**What you need to do:** Rewrite the entries below as a Markdown table with the columns Row and Line, numbering each line in order and omitting blank lines and pictures.

Source data:
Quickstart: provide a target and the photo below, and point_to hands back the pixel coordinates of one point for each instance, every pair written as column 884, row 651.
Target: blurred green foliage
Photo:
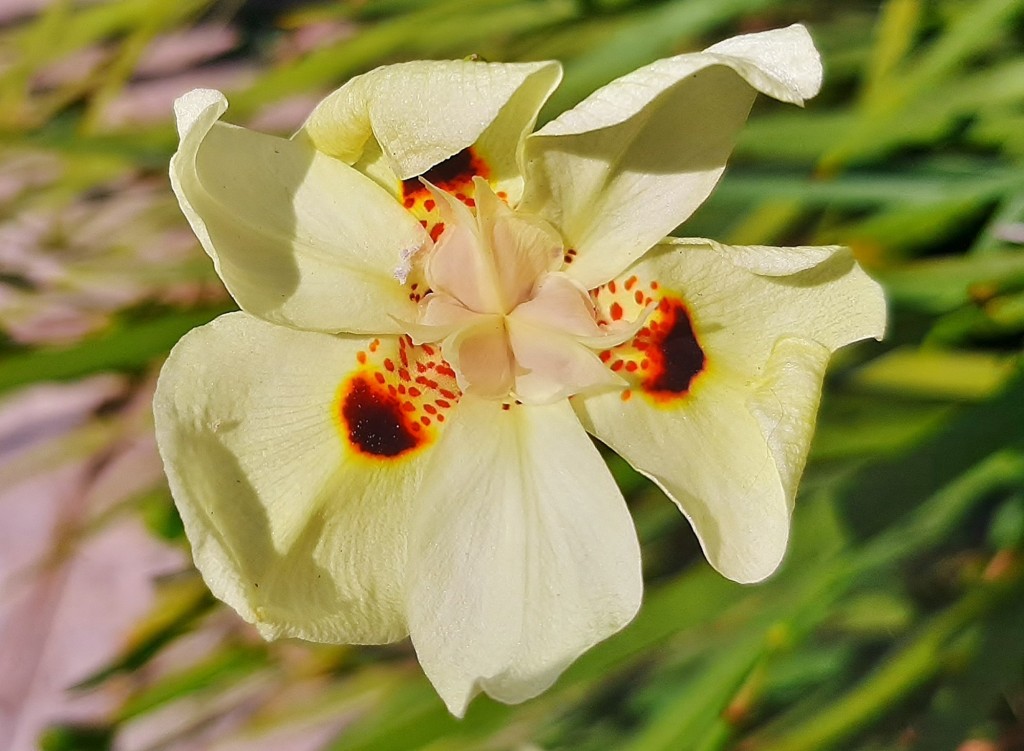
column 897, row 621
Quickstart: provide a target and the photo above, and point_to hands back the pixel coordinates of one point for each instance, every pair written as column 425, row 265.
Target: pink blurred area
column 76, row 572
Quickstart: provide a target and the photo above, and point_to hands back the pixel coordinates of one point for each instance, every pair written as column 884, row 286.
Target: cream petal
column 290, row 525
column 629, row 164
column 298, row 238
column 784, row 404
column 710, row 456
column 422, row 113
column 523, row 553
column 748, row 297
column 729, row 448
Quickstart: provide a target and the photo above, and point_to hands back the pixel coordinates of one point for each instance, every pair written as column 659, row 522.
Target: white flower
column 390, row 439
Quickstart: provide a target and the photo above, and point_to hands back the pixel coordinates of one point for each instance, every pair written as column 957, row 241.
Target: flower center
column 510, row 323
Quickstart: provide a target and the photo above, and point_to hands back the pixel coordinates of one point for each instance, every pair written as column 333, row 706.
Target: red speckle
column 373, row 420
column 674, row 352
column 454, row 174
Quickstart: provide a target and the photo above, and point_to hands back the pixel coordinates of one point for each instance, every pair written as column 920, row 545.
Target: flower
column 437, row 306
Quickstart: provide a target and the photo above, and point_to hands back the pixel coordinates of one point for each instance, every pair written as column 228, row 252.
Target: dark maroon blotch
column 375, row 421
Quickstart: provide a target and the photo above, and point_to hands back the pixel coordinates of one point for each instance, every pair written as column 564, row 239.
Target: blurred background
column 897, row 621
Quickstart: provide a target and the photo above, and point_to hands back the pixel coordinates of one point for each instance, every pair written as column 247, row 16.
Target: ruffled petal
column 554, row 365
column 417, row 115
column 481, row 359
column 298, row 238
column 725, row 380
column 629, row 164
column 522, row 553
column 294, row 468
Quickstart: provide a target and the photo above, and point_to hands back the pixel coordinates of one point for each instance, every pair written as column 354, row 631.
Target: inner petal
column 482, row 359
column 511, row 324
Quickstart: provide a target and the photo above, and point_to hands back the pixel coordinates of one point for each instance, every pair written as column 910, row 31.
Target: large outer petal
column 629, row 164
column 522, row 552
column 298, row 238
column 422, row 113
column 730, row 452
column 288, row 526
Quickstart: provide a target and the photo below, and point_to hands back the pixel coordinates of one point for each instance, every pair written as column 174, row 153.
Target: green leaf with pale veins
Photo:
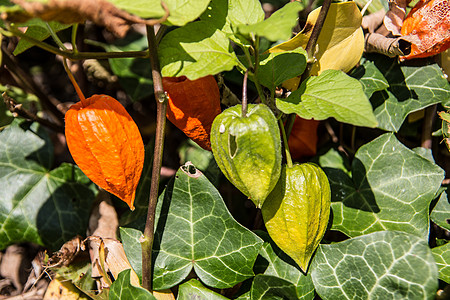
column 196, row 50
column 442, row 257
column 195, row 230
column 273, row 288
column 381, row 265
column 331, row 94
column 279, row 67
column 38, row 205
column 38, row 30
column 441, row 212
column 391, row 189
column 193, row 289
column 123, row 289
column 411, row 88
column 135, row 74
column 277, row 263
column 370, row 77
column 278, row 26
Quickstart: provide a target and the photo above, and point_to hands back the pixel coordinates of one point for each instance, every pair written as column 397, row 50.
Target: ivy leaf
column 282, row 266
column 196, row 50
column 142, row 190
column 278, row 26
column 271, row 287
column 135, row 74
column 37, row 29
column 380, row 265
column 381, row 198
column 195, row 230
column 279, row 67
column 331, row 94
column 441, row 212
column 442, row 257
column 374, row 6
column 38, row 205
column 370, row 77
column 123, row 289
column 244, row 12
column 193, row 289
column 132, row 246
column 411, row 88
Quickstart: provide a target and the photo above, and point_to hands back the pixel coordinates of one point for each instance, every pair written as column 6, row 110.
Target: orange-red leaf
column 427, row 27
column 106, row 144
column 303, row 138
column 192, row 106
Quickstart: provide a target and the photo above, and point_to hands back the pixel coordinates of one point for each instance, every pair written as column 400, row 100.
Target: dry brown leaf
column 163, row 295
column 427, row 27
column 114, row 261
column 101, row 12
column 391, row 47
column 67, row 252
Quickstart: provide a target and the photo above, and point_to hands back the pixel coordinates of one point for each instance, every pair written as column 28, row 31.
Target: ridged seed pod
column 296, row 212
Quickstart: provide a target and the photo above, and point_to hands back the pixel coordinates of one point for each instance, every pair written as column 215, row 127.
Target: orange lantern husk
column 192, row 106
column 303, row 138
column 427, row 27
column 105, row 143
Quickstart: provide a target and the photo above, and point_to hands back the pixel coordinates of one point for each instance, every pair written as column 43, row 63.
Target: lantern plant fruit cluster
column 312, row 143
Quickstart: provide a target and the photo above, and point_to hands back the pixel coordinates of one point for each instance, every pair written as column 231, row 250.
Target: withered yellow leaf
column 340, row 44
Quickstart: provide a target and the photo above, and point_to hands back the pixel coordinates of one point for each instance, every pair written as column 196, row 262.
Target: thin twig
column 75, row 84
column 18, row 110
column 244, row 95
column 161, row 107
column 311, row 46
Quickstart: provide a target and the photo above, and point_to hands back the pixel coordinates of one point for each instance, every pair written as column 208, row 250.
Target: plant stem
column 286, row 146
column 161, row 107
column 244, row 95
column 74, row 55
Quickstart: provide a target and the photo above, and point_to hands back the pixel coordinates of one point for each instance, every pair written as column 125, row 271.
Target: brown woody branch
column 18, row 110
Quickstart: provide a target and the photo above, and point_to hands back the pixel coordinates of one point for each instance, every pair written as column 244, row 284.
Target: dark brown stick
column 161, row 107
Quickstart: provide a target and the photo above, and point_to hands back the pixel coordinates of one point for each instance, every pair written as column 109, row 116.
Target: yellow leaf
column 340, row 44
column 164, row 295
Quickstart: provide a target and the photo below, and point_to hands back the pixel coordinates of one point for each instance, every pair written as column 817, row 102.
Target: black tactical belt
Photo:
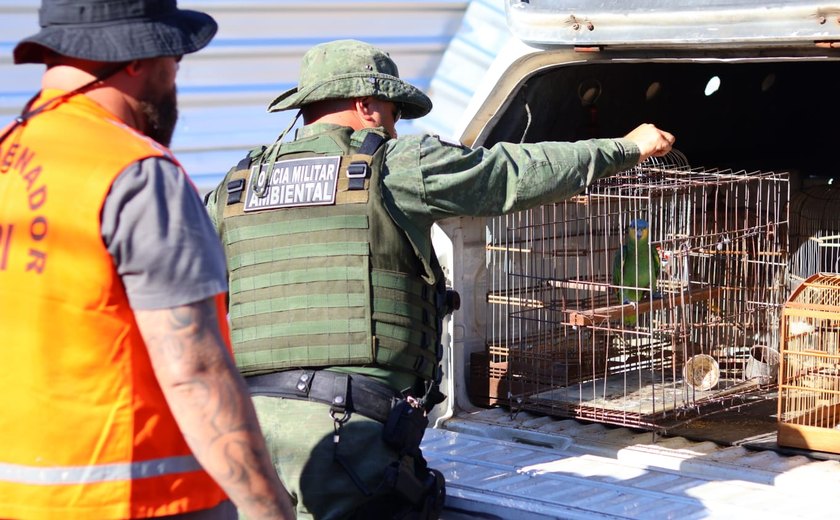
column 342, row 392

**Result of this task:**
| Row | Line |
|---|---|
| 1 | Quickstart: provide a target and the photo below, and point_to hands back the pixel coordinates of one point for each instance, every pair written as column 884, row 651. |
| 2 | Target: blurred green foliage |
| 3 | Photo: |
| 4 | column 897, row 621 |
| 5 | Quickstart: provide a target and the photo above, and point_to hands back the pixel coordinates of one point for each instance, every pair written as column 425, row 265. |
| 6 | Target: pink blurred area |
| 7 | column 76, row 572 |
| 8 | Quickstart: provide a target and the photo above, and point_to hands back the pixel coordinates of one point for each instance, every pair written as column 884, row 286. |
| 9 | Target: cream petal |
| 10 | column 290, row 525 |
| 11 | column 629, row 164 |
| 12 | column 298, row 238 |
| 13 | column 784, row 404 |
| 14 | column 710, row 456 |
| 15 | column 422, row 113 |
| 16 | column 523, row 553 |
| 17 | column 748, row 297 |
| 18 | column 729, row 448 |
| 19 | Quickstart: provide a target and the photo above, and point_to hands back the pixel coordinates of one point for each instance, every pair written as column 659, row 522. |
| 20 | Target: white flower |
| 21 | column 390, row 439 |
| 22 | Quickstart: provide a target and the photo above, and point_to hands back the pixel coordinates of one point for each instance, every pair written as column 957, row 241. |
| 23 | Target: flower center |
| 24 | column 510, row 323 |
| 25 | Quickstart: provide a target and the photo above, and point_to hands back the pixel coordinates of one point for each instance, every pair written as column 333, row 706. |
| 26 | Target: red speckle |
| 27 | column 373, row 420 |
| 28 | column 674, row 352 |
| 29 | column 454, row 174 |
| 30 | Quickstart: provide a target and the photo above, and point_to hands back the pixel coordinates of one point for each instance, every pair written as column 920, row 545. |
| 31 | Target: flower |
| 32 | column 437, row 306 |
| 33 | Quickstart: provide a target and the photo above, and point_to hands back the pixel coordinates of one point for each instance, every pair written as column 228, row 252. |
| 34 | Target: dark maroon blotch |
| 35 | column 375, row 421 |
| 36 | Quickstart: provide a target and the photo above, and point_to hands back the pixel coordinates of one point for each instance, every pair written as column 564, row 239. |
| 37 | Target: blurred background |
| 38 | column 897, row 621 |
| 39 | Quickstart: provide a target and the photo above, and point_to hands back the pixel coordinates of one point for each instance, every pair written as column 247, row 16. |
| 40 | Target: ruffled petal |
| 41 | column 554, row 365 |
| 42 | column 417, row 115 |
| 43 | column 481, row 359 |
| 44 | column 298, row 238 |
| 45 | column 725, row 380 |
| 46 | column 629, row 164 |
| 47 | column 522, row 553 |
| 48 | column 294, row 468 |
| 49 | Quickstart: provide a target and the photo above, and point_to hands back the pixel coordinates of one point for each instance, every pair written as column 354, row 631. |
| 50 | Target: inner petal |
| 51 | column 482, row 359 |
| 52 | column 511, row 324 |
| 53 | Quickstart: provide a target and the photo above, and point_to hands back the pixel coordinates of one point for each instance, every pair written as column 910, row 31. |
| 54 | Target: large outer petal |
| 55 | column 629, row 164 |
| 56 | column 522, row 552 |
| 57 | column 298, row 238 |
| 58 | column 422, row 113 |
| 59 | column 730, row 452 |
| 60 | column 288, row 526 |
| 61 | Quickstart: provide a target and the photo below, and point_to hands back the pixel coordinates of one point for each instance, every pair written as column 174, row 153. |
| 62 | Target: green leaf with pale veins |
| 63 | Photo: |
| 64 | column 196, row 50 |
| 65 | column 442, row 257 |
| 66 | column 195, row 230 |
| 67 | column 273, row 288 |
| 68 | column 381, row 265 |
| 69 | column 331, row 94 |
| 70 | column 279, row 67 |
| 71 | column 38, row 205 |
| 72 | column 38, row 30 |
| 73 | column 441, row 212 |
| 74 | column 391, row 189 |
| 75 | column 193, row 289 |
| 76 | column 123, row 289 |
| 77 | column 411, row 88 |
| 78 | column 135, row 74 |
| 79 | column 277, row 263 |
| 80 | column 370, row 77 |
| 81 | column 278, row 26 |
| 82 | Quickstart: provide a target and the photo above, and point_to hands back the pixel coordinates of one point for each instance, every pair written as column 397, row 50. |
| 83 | Target: ivy leaf |
| 84 | column 282, row 266 |
| 85 | column 196, row 50 |
| 86 | column 142, row 190 |
| 87 | column 278, row 26 |
| 88 | column 271, row 287 |
| 89 | column 135, row 74 |
| 90 | column 37, row 29 |
| 91 | column 380, row 265 |
| 92 | column 381, row 198 |
| 93 | column 195, row 230 |
| 94 | column 279, row 67 |
| 95 | column 331, row 94 |
| 96 | column 441, row 212 |
| 97 | column 442, row 257 |
| 98 | column 374, row 6 |
| 99 | column 38, row 205 |
| 100 | column 370, row 77 |
| 101 | column 123, row 289 |
| 102 | column 244, row 12 |
| 103 | column 193, row 289 |
| 104 | column 132, row 246 |
| 105 | column 411, row 88 |
| 106 | Quickstart: provide a target and the photo above, and point_to hands back the pixel coordinates of one point for each instance, every pair written as column 6, row 110. |
| 107 | Target: orange-red leaf |
| 108 | column 427, row 27 |
| 109 | column 106, row 144 |
| 110 | column 303, row 138 |
| 111 | column 192, row 106 |
| 112 | Quickstart: provide a target and the photo above, and point_to hands back the pixel coordinates of one point for each instance, every pair written as column 400, row 100. |
| 113 | Target: dry brown leaf |
| 114 | column 163, row 295 |
| 115 | column 427, row 27 |
| 116 | column 114, row 261 |
| 117 | column 101, row 12 |
| 118 | column 391, row 47 |
| 119 | column 67, row 252 |
| 120 | Quickstart: provide a target and the photo above, and point_to hands back the pixel coordinates of one point for each instance, every pair written as column 28, row 31. |
| 121 | Target: ridged seed pod |
| 122 | column 296, row 212 |
| 123 | Quickstart: provide a target and the photo above, and point_to hands back the pixel coordinates of one point for each instance, every pair written as column 215, row 127. |
| 124 | Target: orange lantern husk |
| 125 | column 192, row 106 |
| 126 | column 303, row 138 |
| 127 | column 427, row 27 |
| 128 | column 105, row 143 |
| 129 | Quickstart: provide a target and the photo above, and point_to hands back the pixel coordinates of one point for each instance, every pair written as column 43, row 63. |
| 130 | Target: lantern plant fruit cluster |
| 131 | column 312, row 143 |
| 132 | Quickstart: provide a target and the photo above, and point_to hands back the pixel coordinates of one point for each instance, every pair written as column 231, row 250. |
| 133 | Target: withered yellow leaf |
| 134 | column 340, row 44 |
| 135 | Quickstart: provide a target and the photo above, and point_to hands back the pixel coordinates of one point for each instance, every pair written as column 196, row 262. |
| 136 | Target: thin twig |
| 137 | column 75, row 84 |
| 138 | column 18, row 110 |
| 139 | column 244, row 95 |
| 140 | column 161, row 107 |
| 141 | column 311, row 46 |
| 142 | Quickstart: provide a target and the photo above, and point_to hands back the pixel coordinates of one point for each instance, every pair written as column 208, row 250. |
| 143 | Target: plant stem |
| 144 | column 286, row 146 |
| 145 | column 161, row 107 |
| 146 | column 244, row 95 |
| 147 | column 74, row 55 |
| 148 | Quickstart: provide a target and the photo above, and point_to hands back the pixel coordinates of one point for each instance, every pair written as column 125, row 271. |
| 149 | Target: brown woody branch |
| 150 | column 18, row 110 |
| 151 | Quickstart: provide a target and the photo above, and point_to hands back the pixel coordinates of one point for each instance, every pair written as column 244, row 284. |
| 152 | Target: dark brown stick |
| 153 | column 161, row 107 |
| 154 | Quickstart: provide a target and the photo above, and point_to hands back the pixel coordinates of one point for each instance, every pair written as column 109, row 116. |
| 155 | Target: yellow leaf |
| 156 | column 340, row 44 |
| 157 | column 164, row 295 |
| 158 | Quickstart: provide a target and the photo below, and point_to hands back the pixel coordinates of one point for each instance, every pair written as column 817, row 102. |
| 159 | Target: black tactical belt |
| 160 | Photo: |
| 161 | column 342, row 392 |